Nothing in the listing may change. Repeat all of it.

___ INFORMATION SUPPLIED ___

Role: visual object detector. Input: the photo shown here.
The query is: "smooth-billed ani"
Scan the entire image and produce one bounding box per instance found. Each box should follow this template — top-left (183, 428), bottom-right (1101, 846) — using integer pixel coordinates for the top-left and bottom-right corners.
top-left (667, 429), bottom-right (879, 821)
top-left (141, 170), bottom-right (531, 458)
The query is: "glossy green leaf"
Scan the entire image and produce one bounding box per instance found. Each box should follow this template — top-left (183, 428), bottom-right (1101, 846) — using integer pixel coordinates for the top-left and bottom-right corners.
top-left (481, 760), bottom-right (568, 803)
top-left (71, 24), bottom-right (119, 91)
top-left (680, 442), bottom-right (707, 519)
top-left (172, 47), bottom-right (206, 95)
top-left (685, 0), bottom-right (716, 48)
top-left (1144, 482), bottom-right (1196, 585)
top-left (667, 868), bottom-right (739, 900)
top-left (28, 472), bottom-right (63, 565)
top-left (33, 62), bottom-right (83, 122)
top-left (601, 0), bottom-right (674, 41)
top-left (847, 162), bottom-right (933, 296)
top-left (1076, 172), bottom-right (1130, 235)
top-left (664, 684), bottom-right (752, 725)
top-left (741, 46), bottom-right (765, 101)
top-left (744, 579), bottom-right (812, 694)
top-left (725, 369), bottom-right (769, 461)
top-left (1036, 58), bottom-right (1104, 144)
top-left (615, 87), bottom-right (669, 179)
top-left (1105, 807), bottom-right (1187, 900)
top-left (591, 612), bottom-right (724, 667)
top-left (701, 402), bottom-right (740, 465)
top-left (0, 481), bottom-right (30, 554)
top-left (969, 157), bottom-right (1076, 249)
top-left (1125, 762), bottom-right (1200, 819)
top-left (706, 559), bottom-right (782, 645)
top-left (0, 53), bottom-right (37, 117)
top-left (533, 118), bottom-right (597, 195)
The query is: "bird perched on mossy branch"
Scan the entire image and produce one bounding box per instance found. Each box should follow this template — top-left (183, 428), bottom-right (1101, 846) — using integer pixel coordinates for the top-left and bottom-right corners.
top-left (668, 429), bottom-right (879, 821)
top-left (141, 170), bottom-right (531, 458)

___

RESULT BELOW
Role: visual object detector. Input: the photo shown here.
The query is: "smooth-billed ani"
Scan the entire image and produce one bounding box per instance found. Each box should follow this template — top-left (183, 428), bottom-right (1101, 846) — using integer pixel coordinates for the top-left and bottom-right corners.
top-left (667, 429), bottom-right (879, 821)
top-left (141, 170), bottom-right (531, 458)
The query is: "glossy green leaf"
Scan the entire image and produce one bounding box per instance found. Each box should follow this template — top-left (183, 428), bottom-right (1101, 846) — using integer pixel coordinates for the top-left and bottom-right corners.
top-left (481, 760), bottom-right (568, 803)
top-left (71, 24), bottom-right (119, 91)
top-left (680, 442), bottom-right (707, 519)
top-left (172, 47), bottom-right (206, 95)
top-left (685, 0), bottom-right (716, 48)
top-left (1144, 482), bottom-right (1196, 585)
top-left (667, 868), bottom-right (739, 900)
top-left (28, 472), bottom-right (63, 565)
top-left (33, 62), bottom-right (83, 122)
top-left (601, 0), bottom-right (674, 41)
top-left (847, 162), bottom-right (933, 296)
top-left (1076, 172), bottom-right (1130, 235)
top-left (664, 684), bottom-right (752, 725)
top-left (741, 46), bottom-right (765, 101)
top-left (744, 579), bottom-right (812, 694)
top-left (725, 369), bottom-right (769, 461)
top-left (1036, 58), bottom-right (1104, 144)
top-left (615, 87), bottom-right (669, 179)
top-left (1105, 807), bottom-right (1187, 900)
top-left (591, 612), bottom-right (724, 667)
top-left (701, 402), bottom-right (740, 465)
top-left (0, 481), bottom-right (30, 554)
top-left (969, 157), bottom-right (1076, 249)
top-left (1125, 762), bottom-right (1200, 819)
top-left (706, 559), bottom-right (782, 645)
top-left (0, 53), bottom-right (37, 117)
top-left (533, 118), bottom-right (597, 195)
The query is: "bird perched on mossy branch"
Scan the entire image and produce one bounding box per instance found. Each box should follow this template — top-left (183, 428), bottom-right (1101, 846) — using integer pixel coordinates for the top-left and bottom-right corners.
top-left (668, 429), bottom-right (879, 821)
top-left (141, 170), bottom-right (531, 458)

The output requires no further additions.